Since the integral form (be careful, they are usually stated under often not explicitly mentioned assumptions on the volumes, surfaces, and curves along which the integrals are taken; often it's tacitly assumed they are at rest in the considered reference frame!) is equivalent to the differential form, they are just expressions of the same theory, and there's no instantaneous action at a distance whatsoever since classical electrodynamics is a relativistic field theory.

 

[olgerm]

Integral form of Maxwell's equations seem to imply instantaneous action at a distance.
Lets take for example Gauss's law in integral form. Suppose at time $t$ we have charge $q(t)$ (at the center of the gaussian sphere) enclosed by a gaussian sphere that has radius $R>>c\Delta t$. At time $t+\Delta t$ the charge is $q(t+\Delta t)$ and if we apply gauss's law in integral form we find that the flux through that gaussian sphere of radius $R>>c\Delta t$ is $\oint E(t+\Delta t) \cdot dA=\frac{q(t+\Delta t)}{\epsilon_0}$ that is the flux and hence the electric field at a distance much greater than $c\Delta t$ have been "informed" of the change of the charge from $q(t)$ to $q(t+\Delta t)$.So there must be a catch here. What's the catch ?

If charge is the not in centre of the sphere, the flux through every point of the sphere might not homogeneous so the $\vec{E}$ field through the sphere is not same and change of does not mean that $\vec{E}$ must change on every point on the sphere.

..............................

*Tasks to complete*.
[A] From the thread on Gauss's law, reproduce the part that opens with the words containing "Lets take for" and closes with "the catch ?".
[B] According to the opening paragraph of the thread on Gauss's law, why is there no instantaneous action at a distance?
[C] Continue the thread on Gauss's law past its last sentence.

..............................

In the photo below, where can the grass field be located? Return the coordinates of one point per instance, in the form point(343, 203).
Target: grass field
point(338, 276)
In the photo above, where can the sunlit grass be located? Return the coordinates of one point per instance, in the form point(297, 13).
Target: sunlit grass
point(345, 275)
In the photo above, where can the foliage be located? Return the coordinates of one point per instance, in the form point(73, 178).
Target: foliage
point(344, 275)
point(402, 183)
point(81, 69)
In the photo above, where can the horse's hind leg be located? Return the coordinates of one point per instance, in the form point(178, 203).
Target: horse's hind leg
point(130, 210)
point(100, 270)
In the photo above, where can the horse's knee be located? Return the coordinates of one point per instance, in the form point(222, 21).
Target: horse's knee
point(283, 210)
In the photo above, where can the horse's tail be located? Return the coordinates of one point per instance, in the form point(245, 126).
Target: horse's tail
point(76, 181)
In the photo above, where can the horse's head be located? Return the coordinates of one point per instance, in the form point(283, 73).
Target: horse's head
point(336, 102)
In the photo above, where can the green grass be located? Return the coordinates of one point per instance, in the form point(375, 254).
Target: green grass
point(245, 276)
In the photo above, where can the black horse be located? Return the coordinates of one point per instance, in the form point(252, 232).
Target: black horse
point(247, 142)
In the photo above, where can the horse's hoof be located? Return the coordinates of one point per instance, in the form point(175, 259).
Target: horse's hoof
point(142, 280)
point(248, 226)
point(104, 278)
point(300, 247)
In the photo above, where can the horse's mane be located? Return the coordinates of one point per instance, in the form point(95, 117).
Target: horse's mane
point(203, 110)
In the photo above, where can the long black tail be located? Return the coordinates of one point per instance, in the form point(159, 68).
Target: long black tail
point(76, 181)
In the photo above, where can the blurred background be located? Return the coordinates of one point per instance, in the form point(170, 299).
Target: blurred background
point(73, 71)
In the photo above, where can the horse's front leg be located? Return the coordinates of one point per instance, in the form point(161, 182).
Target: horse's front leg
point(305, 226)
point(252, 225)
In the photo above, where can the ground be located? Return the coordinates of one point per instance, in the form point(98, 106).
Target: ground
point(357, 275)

..............................

*Responses per task*.
[A]
Lets take for example Gauss's law in integral form. Suppose at time $t$ we have charge $q(t)$ (at the center of the gaussian sphere) enclosed by a gaussian sphere that has radius $R>>c\Delta t$. At time $t+\Delta t$ the charge is $q(t+\Delta t)$ and if we apply gauss's law in integral form we find that the flux through that gaussian sphere of radius $R>>c\Delta t$ is $\oint E(t+\Delta t) \cdot dA=\frac{q(t+\Delta t)}{\epsilon_0}$ that is the flux and hence the electric field at a distance much greater than $c\Delta t$ have been "informed" of the change of the charge from $q(t)$ to $q(t+\Delta t)$.So there must be a catch here. What's the catch ?

[B] Classical electrodynamics is a relativistic field theory.

[C]
If charge is in centre of the sphere, then it takes more time than $\frac{R}{c}$ to move it out of sphere, BUT
you can take a new sphere so that charge is in centre of new sphere, with radius $R_2$ in time $t+_\Delta t$ and in time t charge is in centre of sphere1. Point $\vec{X_{reciver}}$ is on both sphere. By calculating $\vec{E}$ field with assumation, that $\vec{E}$vector projection on the surface of sphere is homogeneous, you get that $|\vec{E}|(t)=\frac{q}{4*\pi*R_1^2*\epsilon_0}$ and $|\vec{E}|(t)=\frac{q}{4*\pi*R_2^2*\epsilon_0}$. It seems like it was possible to send signals faster than light this way, but it is not true because assumation, that $\vec{E}$vector projection on the surface of sphere is homogeneous is not true, because moving the charge creates $\vec{j}$ that creates preferred direction.

 

[Delta2]

Come to think of it, with reverse logic we can conclude that Maxwell's equations imply that we can't move electric charge faster than the speed of the EM-waves which is $\frac{1}{\sqrt{\epsilon_0\mu_0}}=c$.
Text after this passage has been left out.